[Collected data]
- - -
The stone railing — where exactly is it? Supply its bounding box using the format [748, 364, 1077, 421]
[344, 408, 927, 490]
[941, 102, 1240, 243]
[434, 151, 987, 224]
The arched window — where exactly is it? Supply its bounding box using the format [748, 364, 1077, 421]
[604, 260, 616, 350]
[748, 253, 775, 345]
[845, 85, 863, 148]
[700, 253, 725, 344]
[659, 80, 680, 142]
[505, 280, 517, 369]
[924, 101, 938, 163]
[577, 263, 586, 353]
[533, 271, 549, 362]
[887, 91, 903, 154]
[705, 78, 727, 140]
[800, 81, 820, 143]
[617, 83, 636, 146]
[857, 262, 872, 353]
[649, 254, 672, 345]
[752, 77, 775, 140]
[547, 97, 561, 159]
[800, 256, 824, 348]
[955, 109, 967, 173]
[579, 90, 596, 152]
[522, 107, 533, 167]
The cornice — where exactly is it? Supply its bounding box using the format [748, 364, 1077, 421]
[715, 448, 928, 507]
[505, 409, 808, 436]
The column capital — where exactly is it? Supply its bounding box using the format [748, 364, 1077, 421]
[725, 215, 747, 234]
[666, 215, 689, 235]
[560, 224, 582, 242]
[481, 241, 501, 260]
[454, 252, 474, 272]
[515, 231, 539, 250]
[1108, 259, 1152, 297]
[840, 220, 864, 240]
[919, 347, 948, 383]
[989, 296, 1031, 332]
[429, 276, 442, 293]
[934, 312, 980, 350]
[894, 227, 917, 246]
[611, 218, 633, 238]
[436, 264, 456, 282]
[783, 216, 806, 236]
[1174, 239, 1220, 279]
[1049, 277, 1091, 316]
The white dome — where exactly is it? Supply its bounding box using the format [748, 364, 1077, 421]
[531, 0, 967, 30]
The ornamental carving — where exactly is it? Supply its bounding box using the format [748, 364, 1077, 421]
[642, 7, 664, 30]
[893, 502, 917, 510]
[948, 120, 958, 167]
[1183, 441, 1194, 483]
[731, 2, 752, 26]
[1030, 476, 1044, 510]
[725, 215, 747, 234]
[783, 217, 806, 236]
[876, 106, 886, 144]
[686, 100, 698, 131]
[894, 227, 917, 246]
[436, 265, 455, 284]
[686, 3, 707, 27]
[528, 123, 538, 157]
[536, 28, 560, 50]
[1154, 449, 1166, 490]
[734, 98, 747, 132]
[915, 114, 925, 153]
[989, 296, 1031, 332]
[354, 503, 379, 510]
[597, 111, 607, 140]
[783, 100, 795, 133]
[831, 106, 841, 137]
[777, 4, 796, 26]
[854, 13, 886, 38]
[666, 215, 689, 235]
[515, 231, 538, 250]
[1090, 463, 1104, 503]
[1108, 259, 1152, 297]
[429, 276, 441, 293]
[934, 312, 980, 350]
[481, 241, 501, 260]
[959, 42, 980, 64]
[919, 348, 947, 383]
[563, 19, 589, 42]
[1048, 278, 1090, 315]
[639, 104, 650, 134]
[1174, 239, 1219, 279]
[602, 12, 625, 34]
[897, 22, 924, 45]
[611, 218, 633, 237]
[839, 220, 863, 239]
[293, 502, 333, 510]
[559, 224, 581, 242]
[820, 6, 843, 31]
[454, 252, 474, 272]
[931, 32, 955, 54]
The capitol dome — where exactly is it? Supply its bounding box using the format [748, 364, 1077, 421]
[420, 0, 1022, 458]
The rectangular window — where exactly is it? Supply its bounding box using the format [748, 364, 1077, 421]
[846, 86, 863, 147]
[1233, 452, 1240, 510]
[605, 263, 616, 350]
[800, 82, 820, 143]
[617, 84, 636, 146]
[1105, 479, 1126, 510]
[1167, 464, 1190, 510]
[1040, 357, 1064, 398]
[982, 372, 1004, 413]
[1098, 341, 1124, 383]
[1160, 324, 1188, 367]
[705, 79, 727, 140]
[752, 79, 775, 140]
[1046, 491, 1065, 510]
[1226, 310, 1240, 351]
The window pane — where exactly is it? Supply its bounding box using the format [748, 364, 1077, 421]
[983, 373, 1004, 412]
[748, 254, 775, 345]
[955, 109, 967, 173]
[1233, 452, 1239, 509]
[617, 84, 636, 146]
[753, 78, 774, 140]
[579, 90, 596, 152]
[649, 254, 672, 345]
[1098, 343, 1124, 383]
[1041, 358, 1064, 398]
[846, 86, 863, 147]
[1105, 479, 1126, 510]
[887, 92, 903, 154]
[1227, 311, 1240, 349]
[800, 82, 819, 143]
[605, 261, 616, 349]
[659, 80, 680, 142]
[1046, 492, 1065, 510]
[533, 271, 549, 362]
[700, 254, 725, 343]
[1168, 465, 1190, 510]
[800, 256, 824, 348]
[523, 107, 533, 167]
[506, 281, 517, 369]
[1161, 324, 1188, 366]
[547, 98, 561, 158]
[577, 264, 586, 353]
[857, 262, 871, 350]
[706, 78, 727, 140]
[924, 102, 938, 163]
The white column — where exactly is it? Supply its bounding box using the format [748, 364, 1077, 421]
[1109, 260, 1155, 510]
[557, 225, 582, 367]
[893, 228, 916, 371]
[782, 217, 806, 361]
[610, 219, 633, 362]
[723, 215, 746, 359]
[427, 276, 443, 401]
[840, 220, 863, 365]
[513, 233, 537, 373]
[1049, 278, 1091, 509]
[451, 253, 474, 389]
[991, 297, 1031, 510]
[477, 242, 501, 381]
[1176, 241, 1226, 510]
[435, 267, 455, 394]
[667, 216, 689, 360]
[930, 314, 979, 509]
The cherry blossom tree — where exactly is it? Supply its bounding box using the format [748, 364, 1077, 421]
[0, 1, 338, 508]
- - -
* _Instructions to follow_
Search the data for "The white column". Beginning with that line, set down every line through the last exactly.

* _Response to this exercise_
The white column — where exactly is it? Supply its bounding box using the format [748, 364, 1077, 421]
[1109, 260, 1155, 510]
[557, 225, 582, 367]
[893, 228, 916, 371]
[782, 217, 806, 361]
[610, 219, 633, 362]
[723, 215, 746, 359]
[427, 276, 443, 401]
[840, 220, 863, 365]
[513, 233, 537, 373]
[1049, 278, 1091, 509]
[451, 253, 474, 389]
[991, 297, 1031, 510]
[477, 242, 501, 381]
[1176, 241, 1226, 510]
[435, 267, 455, 394]
[667, 216, 689, 360]
[930, 314, 979, 509]
The cherry blossom tree — where exactly is it? Supply its bounding box using the format [748, 364, 1077, 421]
[0, 1, 338, 508]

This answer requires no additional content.